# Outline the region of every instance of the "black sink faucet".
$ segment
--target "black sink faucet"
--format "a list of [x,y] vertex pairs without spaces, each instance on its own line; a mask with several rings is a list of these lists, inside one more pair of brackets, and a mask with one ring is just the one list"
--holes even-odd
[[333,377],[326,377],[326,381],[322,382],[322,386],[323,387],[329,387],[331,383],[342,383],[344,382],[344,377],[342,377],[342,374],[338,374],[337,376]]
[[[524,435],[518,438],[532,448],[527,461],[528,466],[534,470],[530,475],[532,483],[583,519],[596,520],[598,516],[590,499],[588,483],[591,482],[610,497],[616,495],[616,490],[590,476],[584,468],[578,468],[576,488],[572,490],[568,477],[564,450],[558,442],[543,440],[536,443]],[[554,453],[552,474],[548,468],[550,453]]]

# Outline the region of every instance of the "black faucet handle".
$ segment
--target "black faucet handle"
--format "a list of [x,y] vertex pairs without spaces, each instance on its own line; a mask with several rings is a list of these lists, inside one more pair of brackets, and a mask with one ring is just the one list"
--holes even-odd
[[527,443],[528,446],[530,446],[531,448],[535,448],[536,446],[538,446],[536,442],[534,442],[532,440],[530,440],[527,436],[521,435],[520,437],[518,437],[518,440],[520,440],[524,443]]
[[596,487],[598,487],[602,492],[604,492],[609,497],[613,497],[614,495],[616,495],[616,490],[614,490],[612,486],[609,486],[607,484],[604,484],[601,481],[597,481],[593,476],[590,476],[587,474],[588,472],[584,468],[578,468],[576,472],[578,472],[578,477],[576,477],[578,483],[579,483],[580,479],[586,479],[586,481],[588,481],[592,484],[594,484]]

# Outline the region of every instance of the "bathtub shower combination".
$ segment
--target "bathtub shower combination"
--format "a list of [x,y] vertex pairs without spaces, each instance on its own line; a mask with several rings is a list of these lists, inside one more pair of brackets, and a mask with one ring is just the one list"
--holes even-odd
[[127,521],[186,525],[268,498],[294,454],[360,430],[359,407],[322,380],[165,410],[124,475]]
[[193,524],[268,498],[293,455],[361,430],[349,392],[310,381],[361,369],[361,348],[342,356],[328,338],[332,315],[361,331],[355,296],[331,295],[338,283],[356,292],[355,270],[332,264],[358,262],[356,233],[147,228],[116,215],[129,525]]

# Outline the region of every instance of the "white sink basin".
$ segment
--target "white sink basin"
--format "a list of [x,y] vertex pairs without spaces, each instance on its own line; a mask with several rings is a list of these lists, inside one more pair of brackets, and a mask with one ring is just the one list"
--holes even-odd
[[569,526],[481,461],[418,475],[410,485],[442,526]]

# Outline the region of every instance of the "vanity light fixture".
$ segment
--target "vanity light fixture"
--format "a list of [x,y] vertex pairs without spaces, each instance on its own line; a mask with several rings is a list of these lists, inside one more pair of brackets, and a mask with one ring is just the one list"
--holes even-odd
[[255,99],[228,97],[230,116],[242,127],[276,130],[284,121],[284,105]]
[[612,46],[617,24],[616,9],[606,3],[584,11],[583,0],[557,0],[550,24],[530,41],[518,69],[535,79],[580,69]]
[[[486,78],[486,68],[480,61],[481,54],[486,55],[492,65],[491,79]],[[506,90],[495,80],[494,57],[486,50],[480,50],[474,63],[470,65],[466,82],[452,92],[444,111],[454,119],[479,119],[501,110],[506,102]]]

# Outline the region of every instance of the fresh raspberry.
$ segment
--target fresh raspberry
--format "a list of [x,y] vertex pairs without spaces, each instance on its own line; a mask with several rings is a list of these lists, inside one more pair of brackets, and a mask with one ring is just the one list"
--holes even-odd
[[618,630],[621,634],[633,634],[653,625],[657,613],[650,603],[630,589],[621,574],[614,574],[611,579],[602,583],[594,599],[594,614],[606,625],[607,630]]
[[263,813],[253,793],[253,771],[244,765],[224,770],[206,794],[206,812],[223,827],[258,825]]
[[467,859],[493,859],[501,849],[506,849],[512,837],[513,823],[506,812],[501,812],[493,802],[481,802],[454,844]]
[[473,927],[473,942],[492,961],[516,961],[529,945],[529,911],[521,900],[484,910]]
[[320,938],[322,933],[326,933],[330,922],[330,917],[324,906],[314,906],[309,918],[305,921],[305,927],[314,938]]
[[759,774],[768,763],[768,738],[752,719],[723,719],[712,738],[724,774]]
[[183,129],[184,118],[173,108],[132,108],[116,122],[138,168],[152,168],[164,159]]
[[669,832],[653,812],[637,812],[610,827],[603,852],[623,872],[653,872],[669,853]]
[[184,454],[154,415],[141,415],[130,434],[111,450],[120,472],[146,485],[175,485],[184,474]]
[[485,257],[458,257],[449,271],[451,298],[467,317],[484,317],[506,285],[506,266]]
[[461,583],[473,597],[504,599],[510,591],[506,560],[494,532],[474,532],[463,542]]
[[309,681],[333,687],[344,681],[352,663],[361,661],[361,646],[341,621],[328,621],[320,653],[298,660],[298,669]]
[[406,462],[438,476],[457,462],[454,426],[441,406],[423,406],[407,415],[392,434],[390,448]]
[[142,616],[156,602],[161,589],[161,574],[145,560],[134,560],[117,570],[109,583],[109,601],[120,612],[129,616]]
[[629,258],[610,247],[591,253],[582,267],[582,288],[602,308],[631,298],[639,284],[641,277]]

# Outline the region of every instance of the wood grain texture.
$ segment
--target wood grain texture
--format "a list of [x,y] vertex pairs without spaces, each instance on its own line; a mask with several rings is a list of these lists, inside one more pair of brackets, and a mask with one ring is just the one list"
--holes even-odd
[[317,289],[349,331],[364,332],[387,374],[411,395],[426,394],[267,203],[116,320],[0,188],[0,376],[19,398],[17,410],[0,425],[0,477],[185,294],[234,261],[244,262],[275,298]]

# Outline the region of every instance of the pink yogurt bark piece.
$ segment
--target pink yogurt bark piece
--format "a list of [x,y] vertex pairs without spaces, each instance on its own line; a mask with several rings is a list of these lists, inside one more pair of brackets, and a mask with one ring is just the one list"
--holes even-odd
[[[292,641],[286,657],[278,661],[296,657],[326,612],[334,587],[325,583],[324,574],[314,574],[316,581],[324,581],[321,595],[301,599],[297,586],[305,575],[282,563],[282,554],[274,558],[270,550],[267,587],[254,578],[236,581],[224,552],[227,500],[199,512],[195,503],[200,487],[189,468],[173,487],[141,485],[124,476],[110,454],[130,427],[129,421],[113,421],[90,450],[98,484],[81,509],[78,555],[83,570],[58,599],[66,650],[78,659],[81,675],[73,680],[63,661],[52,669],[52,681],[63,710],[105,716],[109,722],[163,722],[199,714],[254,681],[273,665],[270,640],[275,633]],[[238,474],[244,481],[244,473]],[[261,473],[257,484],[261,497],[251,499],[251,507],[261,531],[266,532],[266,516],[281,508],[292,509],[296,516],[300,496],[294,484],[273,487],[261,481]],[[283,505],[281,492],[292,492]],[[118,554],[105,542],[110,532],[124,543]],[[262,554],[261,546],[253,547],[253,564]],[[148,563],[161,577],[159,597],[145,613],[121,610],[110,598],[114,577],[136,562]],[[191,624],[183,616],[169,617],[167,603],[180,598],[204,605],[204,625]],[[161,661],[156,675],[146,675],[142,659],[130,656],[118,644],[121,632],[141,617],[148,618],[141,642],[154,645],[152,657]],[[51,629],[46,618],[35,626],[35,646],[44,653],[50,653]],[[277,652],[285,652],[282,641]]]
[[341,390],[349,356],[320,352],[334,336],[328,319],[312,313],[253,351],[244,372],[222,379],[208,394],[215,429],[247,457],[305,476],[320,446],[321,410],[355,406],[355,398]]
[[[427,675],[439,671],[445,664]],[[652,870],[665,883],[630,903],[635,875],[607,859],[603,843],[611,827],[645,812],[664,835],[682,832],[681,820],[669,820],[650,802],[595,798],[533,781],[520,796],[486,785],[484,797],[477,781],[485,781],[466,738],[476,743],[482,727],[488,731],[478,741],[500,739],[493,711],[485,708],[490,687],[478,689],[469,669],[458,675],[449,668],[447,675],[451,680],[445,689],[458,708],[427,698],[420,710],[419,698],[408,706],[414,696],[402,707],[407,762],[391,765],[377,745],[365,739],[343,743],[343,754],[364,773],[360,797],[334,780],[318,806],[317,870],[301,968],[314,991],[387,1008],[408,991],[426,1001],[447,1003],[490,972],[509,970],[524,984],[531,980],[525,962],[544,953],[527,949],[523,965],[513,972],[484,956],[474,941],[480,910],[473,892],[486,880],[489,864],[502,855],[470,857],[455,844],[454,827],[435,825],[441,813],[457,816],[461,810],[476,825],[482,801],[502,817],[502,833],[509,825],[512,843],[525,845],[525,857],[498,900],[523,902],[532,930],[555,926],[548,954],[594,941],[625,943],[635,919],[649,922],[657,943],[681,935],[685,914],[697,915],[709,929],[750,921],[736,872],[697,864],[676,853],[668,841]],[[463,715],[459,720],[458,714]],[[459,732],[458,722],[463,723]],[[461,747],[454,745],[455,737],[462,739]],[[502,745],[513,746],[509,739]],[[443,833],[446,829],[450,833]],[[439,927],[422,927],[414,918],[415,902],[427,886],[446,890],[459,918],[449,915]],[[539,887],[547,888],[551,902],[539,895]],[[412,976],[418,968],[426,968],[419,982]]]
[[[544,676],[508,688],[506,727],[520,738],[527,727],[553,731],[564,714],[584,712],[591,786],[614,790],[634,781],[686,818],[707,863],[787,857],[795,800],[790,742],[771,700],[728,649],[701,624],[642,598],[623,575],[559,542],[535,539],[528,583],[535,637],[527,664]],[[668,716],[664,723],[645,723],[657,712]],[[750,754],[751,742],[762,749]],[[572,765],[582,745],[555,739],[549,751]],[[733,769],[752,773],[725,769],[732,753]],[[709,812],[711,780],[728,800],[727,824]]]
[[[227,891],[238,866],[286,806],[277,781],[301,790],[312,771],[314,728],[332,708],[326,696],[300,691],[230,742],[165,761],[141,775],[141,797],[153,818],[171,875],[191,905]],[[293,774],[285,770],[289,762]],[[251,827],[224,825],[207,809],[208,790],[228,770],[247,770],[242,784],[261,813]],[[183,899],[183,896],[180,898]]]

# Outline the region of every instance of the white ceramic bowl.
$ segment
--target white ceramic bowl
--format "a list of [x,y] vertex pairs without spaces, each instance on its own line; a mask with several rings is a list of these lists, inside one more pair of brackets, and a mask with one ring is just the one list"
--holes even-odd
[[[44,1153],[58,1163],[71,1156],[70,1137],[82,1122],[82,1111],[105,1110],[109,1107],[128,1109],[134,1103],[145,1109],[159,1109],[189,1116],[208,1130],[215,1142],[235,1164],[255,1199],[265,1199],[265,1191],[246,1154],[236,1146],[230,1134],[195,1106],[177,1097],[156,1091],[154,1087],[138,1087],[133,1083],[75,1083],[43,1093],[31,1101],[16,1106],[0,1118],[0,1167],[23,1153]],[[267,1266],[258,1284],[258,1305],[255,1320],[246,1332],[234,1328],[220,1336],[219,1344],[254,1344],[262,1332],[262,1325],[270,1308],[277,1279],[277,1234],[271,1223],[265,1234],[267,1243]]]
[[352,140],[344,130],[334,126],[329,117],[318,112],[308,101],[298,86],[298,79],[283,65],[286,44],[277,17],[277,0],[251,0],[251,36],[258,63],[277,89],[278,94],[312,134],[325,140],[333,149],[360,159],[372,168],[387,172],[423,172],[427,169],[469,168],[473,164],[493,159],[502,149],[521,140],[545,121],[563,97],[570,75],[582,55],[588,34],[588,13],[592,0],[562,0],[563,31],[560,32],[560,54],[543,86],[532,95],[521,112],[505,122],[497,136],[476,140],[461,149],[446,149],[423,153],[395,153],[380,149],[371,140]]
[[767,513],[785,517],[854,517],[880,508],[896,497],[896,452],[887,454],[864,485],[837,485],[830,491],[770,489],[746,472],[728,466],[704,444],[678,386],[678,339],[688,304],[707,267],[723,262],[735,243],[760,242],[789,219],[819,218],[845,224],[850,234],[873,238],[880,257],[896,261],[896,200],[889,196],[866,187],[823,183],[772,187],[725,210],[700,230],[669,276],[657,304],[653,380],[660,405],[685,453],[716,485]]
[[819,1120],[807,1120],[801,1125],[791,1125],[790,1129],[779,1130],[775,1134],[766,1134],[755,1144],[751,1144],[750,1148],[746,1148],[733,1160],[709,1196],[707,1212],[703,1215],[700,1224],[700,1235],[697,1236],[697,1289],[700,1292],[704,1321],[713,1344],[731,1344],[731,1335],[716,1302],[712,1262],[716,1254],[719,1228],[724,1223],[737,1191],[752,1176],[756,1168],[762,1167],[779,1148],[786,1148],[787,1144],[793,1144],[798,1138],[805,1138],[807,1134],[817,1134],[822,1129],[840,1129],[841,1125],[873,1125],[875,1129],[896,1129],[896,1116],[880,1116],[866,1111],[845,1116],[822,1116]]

**Description of the task**
Identify each line above that contains the string "faucet" and copy those lines in full. The match is case-sensitive.

**Output for this exercise**
# Outline the region of every instance of the "black sink faucet".
--target "black sink faucet"
# Outline the region of every instance of the "black faucet handle".
--target "black faucet handle"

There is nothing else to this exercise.